### Exercise goal
Transcribe everything in the article about the auto workers union from "The United Auto" down to "entirely with cash.", keeping every word and punctuation mark unchanged.

The United Auto Workers union is about to embark on one of the riskiest adventures in the 72 years since its founders won recognition from General Motors by turning a fire-hose on police during a strike in Flint, Michigan.
In what is less a victory than a coming-to-terms with reality, the union is likely to emerge as one of the biggest shareholders in the three Detroit carmakers: GM, Ford Motor and Chrysler.
It could end up with 55 per cent of Chrysler, 39 per cent of GM and a sizeable stake in Ford if it accepts shares rather than cash for a chunk of the companies’ contribution to new union-managed healthcare trusts, due to be set up next year.
The carmakers’ financial woes have forced them to back away from their 2007 promise to fund the trusts entirely with cash.
The prospect of union bosses in the boardroom has sent shivers down investors’ spines. The main front-page picture in the business section of Canada’s Globe and Mail newspaper on Wednesday showed a line of workers in blue jeans and T-shirts at a Chrysler plant in Detroit under the headline: “Meet the new board of directors”.

### Raw data
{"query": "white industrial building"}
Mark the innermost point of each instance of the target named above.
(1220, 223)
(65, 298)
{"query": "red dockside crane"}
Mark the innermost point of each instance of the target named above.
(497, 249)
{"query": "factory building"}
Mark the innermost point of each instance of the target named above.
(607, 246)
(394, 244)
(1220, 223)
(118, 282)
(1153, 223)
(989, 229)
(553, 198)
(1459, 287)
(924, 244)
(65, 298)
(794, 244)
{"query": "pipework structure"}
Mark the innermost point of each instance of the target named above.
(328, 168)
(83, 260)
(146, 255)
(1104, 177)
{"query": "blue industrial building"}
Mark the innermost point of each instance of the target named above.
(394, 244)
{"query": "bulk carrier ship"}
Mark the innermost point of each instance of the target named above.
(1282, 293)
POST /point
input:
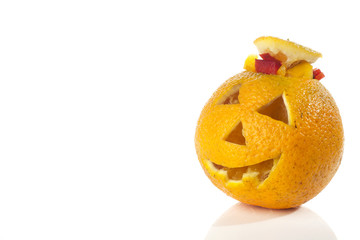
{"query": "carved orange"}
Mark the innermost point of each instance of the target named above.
(270, 140)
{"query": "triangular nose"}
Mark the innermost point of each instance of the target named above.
(236, 135)
(276, 109)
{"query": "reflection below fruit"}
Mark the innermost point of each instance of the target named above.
(243, 221)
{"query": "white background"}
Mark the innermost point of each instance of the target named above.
(99, 102)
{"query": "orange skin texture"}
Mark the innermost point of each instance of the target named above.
(310, 147)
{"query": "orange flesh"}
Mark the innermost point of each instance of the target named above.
(262, 169)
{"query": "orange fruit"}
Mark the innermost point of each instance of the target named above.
(289, 53)
(270, 140)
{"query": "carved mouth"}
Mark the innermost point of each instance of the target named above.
(261, 170)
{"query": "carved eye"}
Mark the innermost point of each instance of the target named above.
(231, 97)
(276, 109)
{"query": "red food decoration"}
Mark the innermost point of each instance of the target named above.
(267, 66)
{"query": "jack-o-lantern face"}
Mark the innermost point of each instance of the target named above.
(269, 140)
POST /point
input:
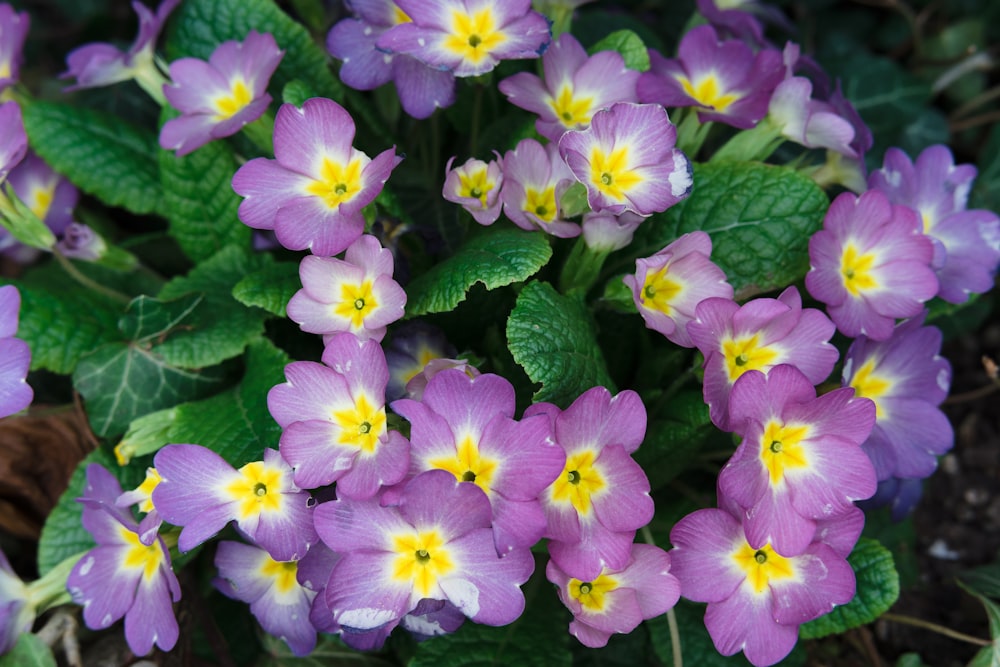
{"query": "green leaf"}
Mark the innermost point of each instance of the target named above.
(102, 154)
(878, 589)
(627, 43)
(199, 199)
(760, 218)
(495, 258)
(220, 327)
(552, 337)
(199, 26)
(269, 288)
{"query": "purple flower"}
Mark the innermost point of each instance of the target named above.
(356, 294)
(870, 265)
(467, 37)
(668, 286)
(800, 459)
(121, 576)
(575, 86)
(617, 601)
(907, 379)
(475, 185)
(421, 87)
(758, 335)
(201, 492)
(313, 192)
(756, 597)
(436, 543)
(217, 98)
(967, 242)
(465, 425)
(627, 160)
(334, 421)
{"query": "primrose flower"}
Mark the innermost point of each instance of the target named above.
(421, 88)
(575, 86)
(121, 576)
(907, 378)
(201, 492)
(870, 264)
(465, 425)
(467, 37)
(535, 178)
(800, 458)
(436, 543)
(355, 294)
(617, 601)
(756, 597)
(967, 242)
(313, 192)
(668, 286)
(601, 498)
(724, 80)
(334, 421)
(627, 160)
(758, 335)
(475, 186)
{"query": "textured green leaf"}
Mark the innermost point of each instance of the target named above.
(199, 26)
(199, 199)
(269, 288)
(760, 218)
(552, 337)
(496, 258)
(878, 589)
(220, 326)
(236, 423)
(102, 154)
(627, 43)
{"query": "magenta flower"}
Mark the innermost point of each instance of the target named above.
(334, 420)
(601, 498)
(467, 37)
(475, 186)
(535, 178)
(907, 378)
(574, 88)
(201, 492)
(800, 458)
(465, 425)
(758, 335)
(668, 286)
(756, 597)
(313, 192)
(967, 242)
(617, 601)
(121, 576)
(356, 294)
(870, 265)
(627, 160)
(436, 544)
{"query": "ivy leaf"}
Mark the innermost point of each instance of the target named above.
(495, 259)
(552, 337)
(760, 218)
(100, 153)
(878, 589)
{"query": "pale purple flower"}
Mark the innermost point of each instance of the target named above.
(668, 286)
(467, 37)
(870, 264)
(574, 87)
(356, 294)
(313, 192)
(202, 493)
(617, 601)
(627, 160)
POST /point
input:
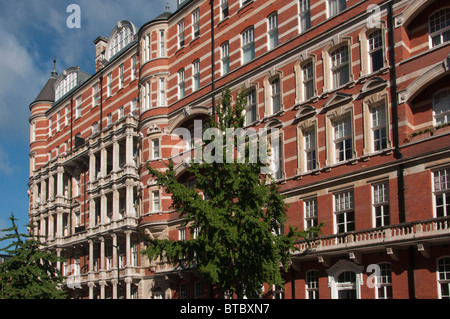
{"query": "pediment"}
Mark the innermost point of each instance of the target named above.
(374, 84)
(338, 99)
(305, 111)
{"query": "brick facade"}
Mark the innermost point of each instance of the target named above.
(373, 95)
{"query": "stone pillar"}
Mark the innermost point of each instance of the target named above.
(51, 187)
(129, 198)
(59, 220)
(129, 148)
(60, 181)
(102, 253)
(116, 150)
(91, 166)
(91, 212)
(116, 197)
(102, 289)
(103, 207)
(43, 190)
(91, 286)
(128, 248)
(91, 255)
(103, 160)
(128, 282)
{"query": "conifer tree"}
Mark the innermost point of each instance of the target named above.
(239, 244)
(30, 272)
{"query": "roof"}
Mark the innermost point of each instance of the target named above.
(48, 92)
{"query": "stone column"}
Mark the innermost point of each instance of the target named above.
(51, 187)
(60, 181)
(128, 282)
(129, 148)
(129, 198)
(59, 219)
(91, 286)
(116, 206)
(116, 150)
(102, 289)
(103, 207)
(102, 253)
(91, 255)
(128, 249)
(103, 160)
(91, 166)
(91, 212)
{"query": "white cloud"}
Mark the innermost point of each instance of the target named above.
(5, 165)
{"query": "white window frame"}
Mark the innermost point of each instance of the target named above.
(182, 234)
(95, 94)
(441, 114)
(378, 121)
(121, 76)
(196, 23)
(156, 153)
(181, 84)
(310, 212)
(196, 75)
(443, 276)
(275, 95)
(344, 205)
(109, 85)
(340, 66)
(181, 35)
(225, 58)
(437, 35)
(312, 284)
(380, 204)
(310, 149)
(383, 282)
(95, 128)
(272, 31)
(251, 108)
(375, 48)
(441, 192)
(334, 7)
(162, 92)
(162, 43)
(224, 9)
(343, 139)
(304, 9)
(248, 44)
(307, 73)
(78, 107)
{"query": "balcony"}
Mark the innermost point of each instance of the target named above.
(391, 237)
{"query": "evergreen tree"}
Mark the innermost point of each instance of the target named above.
(30, 272)
(239, 243)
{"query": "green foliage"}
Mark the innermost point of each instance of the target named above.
(239, 245)
(30, 272)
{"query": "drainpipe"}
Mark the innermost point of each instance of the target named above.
(213, 86)
(101, 102)
(395, 117)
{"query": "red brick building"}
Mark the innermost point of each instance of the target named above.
(360, 91)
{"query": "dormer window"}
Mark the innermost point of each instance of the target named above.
(67, 82)
(121, 36)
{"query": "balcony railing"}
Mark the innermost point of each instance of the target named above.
(419, 230)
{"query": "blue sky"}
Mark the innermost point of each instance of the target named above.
(32, 32)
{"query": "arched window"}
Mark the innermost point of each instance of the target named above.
(439, 27)
(67, 81)
(312, 284)
(443, 269)
(340, 66)
(346, 285)
(121, 36)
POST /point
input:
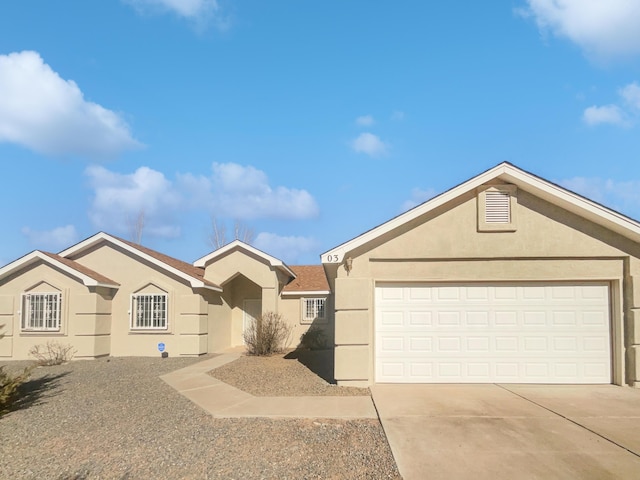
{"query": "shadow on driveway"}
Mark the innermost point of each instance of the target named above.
(319, 362)
(511, 431)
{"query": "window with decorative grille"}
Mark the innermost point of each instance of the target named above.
(313, 308)
(41, 311)
(149, 312)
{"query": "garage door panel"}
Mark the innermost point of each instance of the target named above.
(557, 334)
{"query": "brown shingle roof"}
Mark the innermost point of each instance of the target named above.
(82, 269)
(184, 267)
(309, 278)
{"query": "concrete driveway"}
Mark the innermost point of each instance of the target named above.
(512, 431)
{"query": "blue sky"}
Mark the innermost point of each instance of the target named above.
(308, 122)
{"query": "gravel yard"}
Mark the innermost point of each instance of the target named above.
(278, 376)
(115, 419)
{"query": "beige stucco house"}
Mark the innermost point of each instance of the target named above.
(504, 278)
(107, 296)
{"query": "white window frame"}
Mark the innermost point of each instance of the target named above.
(145, 300)
(312, 312)
(41, 312)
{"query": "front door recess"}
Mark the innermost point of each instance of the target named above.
(252, 310)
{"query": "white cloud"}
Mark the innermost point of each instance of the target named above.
(365, 121)
(603, 28)
(244, 192)
(631, 95)
(369, 144)
(288, 249)
(611, 114)
(397, 116)
(418, 196)
(201, 12)
(41, 111)
(55, 239)
(119, 198)
(232, 191)
(623, 196)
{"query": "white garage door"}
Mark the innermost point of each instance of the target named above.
(480, 333)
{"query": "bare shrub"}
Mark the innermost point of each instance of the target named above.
(52, 353)
(269, 334)
(314, 339)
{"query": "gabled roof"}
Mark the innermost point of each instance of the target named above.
(239, 245)
(184, 270)
(310, 279)
(508, 173)
(83, 274)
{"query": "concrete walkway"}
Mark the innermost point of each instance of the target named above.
(224, 401)
(489, 432)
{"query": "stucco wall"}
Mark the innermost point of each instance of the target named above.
(85, 313)
(187, 311)
(549, 244)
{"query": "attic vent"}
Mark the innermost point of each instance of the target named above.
(497, 207)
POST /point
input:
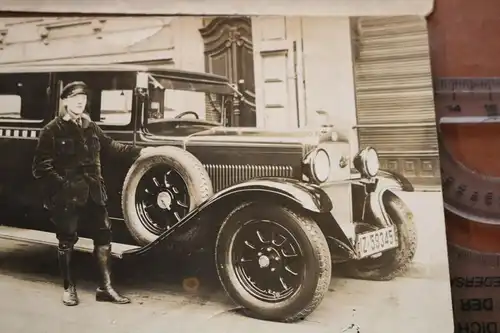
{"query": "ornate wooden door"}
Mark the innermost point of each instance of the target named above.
(229, 52)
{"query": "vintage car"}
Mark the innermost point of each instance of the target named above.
(276, 208)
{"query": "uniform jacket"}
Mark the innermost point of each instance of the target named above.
(68, 161)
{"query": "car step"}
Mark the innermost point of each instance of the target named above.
(48, 238)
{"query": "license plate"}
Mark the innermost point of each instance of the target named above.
(370, 243)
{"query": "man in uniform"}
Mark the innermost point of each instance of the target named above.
(67, 159)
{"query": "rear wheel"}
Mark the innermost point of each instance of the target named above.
(160, 189)
(273, 261)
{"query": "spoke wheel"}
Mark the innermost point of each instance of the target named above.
(268, 260)
(160, 189)
(273, 261)
(161, 199)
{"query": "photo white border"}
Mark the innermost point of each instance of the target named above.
(225, 7)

### Task output
The United Auto Workers union is about to embark on one of the riskiest adventures in the 72 years since its founders won recognition from General Motors by turning a fire-hose on police during a strike in Flint, Michigan.
In what is less a victory than a coming-to-terms with reality, the union is likely to emerge as one of the biggest shareholders in the three Detroit carmakers: GM, Ford Motor and Chrysler.
It could end up with 55 per cent of Chrysler, 39 per cent of GM and a sizeable stake in Ford if it accepts shares rather than cash for a chunk of the companies’ contribution to new union-managed healthcare trusts, due to be set up next year.
The carmakers’ financial woes have forced them to back away from their 2007 promise to fund the trusts entirely with cash.